Transcribe exactly, please, the line bearing "Reviewer note: confirm that every instance of the tire" and all later lines through the end of the records, with the pictures left out.

(Items listed in a dataset)
********************

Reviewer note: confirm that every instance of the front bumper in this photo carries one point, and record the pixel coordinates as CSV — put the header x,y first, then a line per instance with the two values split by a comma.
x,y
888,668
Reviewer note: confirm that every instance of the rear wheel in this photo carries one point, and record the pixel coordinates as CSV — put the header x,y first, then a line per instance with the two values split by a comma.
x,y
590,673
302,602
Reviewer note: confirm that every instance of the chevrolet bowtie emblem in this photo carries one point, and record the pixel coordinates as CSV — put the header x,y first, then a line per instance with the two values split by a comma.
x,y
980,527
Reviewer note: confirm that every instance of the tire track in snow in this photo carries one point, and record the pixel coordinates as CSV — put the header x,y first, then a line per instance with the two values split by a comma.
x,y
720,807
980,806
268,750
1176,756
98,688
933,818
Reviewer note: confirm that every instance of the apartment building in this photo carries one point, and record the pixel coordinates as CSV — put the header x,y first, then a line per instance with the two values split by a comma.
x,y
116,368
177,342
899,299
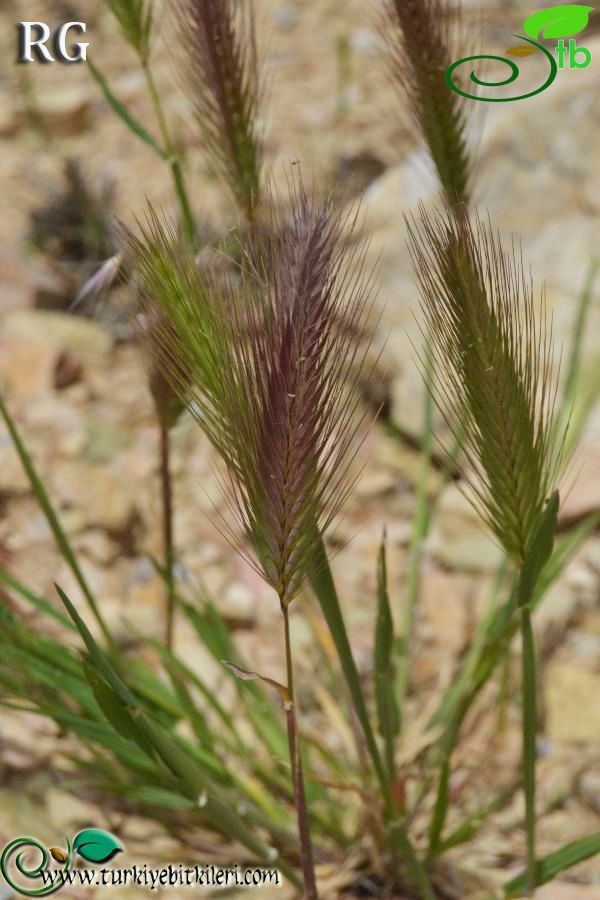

********************

Expected answer
Reviewer note: confirm that every instance of the tire track in snow in this photo carries one point, and record the pixel coordinates as CSV — put the header x,y first, then a line per instance with the two values split by a comma.
x,y
720,807
980,806
268,750
1176,756
98,688
933,818
Reviewer note: confirm that every instance of the apartment building in this photo carries one point, and record the pixel coordinates as CSV — put the header x,y first, then a line per instance with the two values split by a comma.
x,y
116,368
177,342
899,299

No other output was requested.